### WORK TASK
In the records below, find every line that contains "right" and list it.

### Region pointing data

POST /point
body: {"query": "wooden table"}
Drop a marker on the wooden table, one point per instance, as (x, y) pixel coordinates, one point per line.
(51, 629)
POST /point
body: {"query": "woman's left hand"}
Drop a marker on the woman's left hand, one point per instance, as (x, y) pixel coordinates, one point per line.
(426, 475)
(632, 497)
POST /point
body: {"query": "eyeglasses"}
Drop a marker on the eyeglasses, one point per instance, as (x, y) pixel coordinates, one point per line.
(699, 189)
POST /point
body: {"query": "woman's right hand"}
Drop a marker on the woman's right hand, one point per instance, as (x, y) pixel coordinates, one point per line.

==

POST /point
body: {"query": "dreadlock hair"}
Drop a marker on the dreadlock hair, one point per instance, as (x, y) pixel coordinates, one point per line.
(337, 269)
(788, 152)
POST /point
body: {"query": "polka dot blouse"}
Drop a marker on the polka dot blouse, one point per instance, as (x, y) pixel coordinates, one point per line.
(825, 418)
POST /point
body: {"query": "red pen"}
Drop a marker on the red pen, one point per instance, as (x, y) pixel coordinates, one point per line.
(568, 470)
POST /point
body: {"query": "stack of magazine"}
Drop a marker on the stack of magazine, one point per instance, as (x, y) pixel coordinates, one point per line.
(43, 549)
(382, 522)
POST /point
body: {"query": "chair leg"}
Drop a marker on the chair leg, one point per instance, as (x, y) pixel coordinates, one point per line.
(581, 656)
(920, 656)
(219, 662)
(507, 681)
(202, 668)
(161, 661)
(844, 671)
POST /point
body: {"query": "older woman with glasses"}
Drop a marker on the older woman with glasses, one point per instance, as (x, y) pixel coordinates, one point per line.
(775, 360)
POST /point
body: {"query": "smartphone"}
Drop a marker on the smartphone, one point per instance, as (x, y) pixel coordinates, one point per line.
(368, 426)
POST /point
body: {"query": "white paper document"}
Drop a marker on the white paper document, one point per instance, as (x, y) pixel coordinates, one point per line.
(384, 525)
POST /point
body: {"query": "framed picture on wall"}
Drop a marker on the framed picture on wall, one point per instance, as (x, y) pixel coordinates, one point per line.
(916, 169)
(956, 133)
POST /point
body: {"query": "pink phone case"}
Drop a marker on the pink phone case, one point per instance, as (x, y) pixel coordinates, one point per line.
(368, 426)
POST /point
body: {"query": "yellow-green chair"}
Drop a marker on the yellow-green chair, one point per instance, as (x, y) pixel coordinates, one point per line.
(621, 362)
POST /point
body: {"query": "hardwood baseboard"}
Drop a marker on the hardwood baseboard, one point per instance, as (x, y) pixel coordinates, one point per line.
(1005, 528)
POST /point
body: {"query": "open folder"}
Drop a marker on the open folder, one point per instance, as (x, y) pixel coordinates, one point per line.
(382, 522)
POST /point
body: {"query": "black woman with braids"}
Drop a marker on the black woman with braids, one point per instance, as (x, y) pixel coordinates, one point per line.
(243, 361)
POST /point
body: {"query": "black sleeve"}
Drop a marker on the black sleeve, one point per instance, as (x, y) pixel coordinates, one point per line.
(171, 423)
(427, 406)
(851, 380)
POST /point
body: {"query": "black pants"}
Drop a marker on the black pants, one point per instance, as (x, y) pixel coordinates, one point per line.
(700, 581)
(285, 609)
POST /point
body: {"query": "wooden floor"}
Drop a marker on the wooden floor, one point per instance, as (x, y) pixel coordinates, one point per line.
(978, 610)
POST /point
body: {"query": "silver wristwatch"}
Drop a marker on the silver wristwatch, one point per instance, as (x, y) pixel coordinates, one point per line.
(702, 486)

==

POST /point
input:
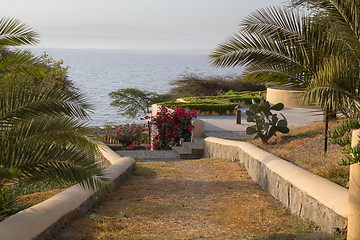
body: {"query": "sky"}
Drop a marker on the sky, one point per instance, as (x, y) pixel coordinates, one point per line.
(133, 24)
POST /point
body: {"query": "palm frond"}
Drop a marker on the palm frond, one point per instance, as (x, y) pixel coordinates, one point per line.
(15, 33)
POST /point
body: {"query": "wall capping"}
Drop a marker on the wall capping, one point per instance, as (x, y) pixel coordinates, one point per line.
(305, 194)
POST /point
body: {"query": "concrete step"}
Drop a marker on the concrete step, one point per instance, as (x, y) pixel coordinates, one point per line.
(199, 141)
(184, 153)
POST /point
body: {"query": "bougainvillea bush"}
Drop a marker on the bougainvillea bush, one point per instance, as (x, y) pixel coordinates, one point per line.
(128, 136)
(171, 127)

### ANSWER TO THIS TASK
body: {"query": "woman's right hand"}
Drop a marker on the woman's right hand, one point per instance, as (x, y) pixel coordinates, one point per line.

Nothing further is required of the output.